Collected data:
========

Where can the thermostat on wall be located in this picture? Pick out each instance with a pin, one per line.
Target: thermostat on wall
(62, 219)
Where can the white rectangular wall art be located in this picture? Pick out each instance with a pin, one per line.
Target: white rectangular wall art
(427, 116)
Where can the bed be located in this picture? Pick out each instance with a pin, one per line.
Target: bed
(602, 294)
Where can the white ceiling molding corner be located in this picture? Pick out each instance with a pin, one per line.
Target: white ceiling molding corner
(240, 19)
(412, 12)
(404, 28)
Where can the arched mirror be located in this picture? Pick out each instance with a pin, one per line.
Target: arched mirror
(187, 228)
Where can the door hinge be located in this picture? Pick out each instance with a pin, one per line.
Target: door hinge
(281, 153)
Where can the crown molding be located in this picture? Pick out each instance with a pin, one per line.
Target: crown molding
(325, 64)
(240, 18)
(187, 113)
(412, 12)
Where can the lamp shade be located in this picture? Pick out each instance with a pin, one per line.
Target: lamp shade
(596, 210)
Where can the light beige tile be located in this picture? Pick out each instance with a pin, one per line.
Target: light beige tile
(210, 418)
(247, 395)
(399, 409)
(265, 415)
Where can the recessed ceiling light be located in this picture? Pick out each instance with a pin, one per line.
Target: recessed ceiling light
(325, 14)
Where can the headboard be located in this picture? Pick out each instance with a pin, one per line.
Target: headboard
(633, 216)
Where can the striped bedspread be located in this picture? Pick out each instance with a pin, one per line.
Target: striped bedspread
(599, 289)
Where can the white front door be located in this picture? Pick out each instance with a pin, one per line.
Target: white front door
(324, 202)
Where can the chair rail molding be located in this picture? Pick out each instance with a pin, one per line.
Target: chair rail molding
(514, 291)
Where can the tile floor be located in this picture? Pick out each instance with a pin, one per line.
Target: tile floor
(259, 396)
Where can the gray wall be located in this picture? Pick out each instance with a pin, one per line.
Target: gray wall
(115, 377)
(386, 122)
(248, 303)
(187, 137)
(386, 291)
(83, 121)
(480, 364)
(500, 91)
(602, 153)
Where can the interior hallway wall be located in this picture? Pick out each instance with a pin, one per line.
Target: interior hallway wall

========

Instructions for the task: Output the data above exactly, please, line for line.

Exercise response:
Where can the thermostat on wall be located in this picture? Pick out each instance with a pin, one per line.
Target: thermostat on wall
(62, 219)
Where can the white rectangular wall art be located in this picture? Pick out each instance with a pin, one per line.
Target: white rectangular wall art
(427, 116)
Where can the bed be located in this picture? Pick out each instance with a pin, one per line.
Target: bed
(602, 294)
Where can the white ceiling molding corner be located in this picture? Pick out each instance with a pin, one per line.
Target: white ceiling molding corner
(240, 19)
(412, 12)
(404, 28)
Where can the arched mirror be located in this picture? Pick out each instance with a pin, one per line.
Target: arched mirror
(187, 228)
Where can the door hinge be located in this picture? Pick out each instance with a pin, one per line.
Target: door hinge
(281, 153)
Where can the crown molding be located in this picture? Pick out each instance with a pin, one per line.
Target: crown molding
(325, 64)
(240, 18)
(187, 113)
(412, 12)
Where can the lamp shade be located in this picture? Pick out each instance with a pin, one per line.
Target: lamp shade
(596, 210)
Where can the light beige tile be located in this picture? Pick out each instance with a pin, one per line.
Target: light beige tile
(210, 418)
(247, 395)
(399, 409)
(265, 415)
Where can the recessed ceiling light be located in this picture? Pick out each instance with a pin, one per line.
Target: recessed ceiling light
(325, 14)
Where can the headboard be located in this picture? Pick out each instance with a pin, one per line.
Target: headboard
(633, 216)
Where can the striped bedspread be located in this picture? Pick out each instance with a pin, one per line.
Target: striped bedspread
(599, 289)
Where can the white front door be located in this picture? Pick out each instance with a pin, one per line.
Target: white front door
(324, 202)
Where can the chair rail molding be located in this picture? Pick out each instance with a pin, one per line.
Target: chair rail molding
(514, 291)
Where can the tile floor be located in this picture? Pick out each instance with a pin, one per line.
Target: tile floor
(259, 396)
Where can the gray wall be located in this picture? Pick out each instance with a pin, one per line.
Target: gray wall
(115, 377)
(386, 122)
(248, 303)
(187, 137)
(386, 291)
(83, 121)
(480, 364)
(500, 91)
(602, 153)
Where can the interior hallway wall be located in this picture? Pick out each instance with a pin, one per line.
Target: interior hallway wall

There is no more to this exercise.